## TASK DETAILS
Hunt through the lines below for the string "coat" and copy each one that has it.
= Beginning of Section =
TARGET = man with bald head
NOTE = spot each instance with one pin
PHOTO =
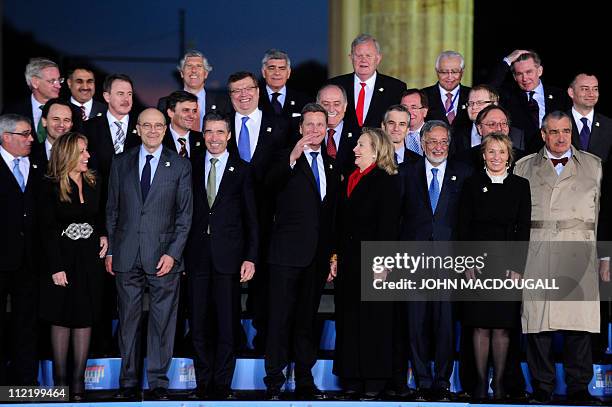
(148, 217)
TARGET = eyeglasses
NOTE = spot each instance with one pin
(479, 103)
(149, 126)
(249, 89)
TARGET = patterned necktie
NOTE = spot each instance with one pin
(315, 170)
(145, 178)
(211, 188)
(119, 138)
(450, 113)
(244, 143)
(434, 190)
(331, 144)
(534, 109)
(278, 109)
(585, 134)
(183, 151)
(18, 175)
(360, 104)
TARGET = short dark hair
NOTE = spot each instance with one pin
(312, 108)
(108, 81)
(180, 96)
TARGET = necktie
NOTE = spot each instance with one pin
(211, 189)
(315, 170)
(119, 138)
(145, 178)
(360, 104)
(244, 144)
(183, 151)
(534, 109)
(331, 144)
(434, 190)
(41, 132)
(278, 109)
(585, 134)
(448, 105)
(18, 175)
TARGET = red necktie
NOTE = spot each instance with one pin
(331, 144)
(360, 104)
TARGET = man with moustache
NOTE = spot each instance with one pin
(340, 138)
(369, 93)
(307, 183)
(82, 85)
(19, 183)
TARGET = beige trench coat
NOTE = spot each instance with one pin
(573, 199)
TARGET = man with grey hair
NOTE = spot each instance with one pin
(194, 69)
(369, 92)
(43, 78)
(448, 97)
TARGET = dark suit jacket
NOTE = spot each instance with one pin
(19, 220)
(387, 92)
(303, 224)
(156, 227)
(234, 234)
(515, 100)
(419, 222)
(437, 111)
(600, 142)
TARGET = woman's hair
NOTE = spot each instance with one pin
(65, 156)
(383, 148)
(501, 138)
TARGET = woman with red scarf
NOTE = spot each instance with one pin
(369, 210)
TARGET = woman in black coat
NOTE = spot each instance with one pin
(369, 210)
(495, 206)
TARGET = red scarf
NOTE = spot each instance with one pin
(356, 176)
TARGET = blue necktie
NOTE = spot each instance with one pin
(585, 134)
(434, 190)
(145, 178)
(315, 170)
(18, 175)
(244, 144)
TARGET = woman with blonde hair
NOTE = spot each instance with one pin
= End of Section =
## PROBLEM SOLUTION
TARGET = beige trench coat
TARGET = woman in black coat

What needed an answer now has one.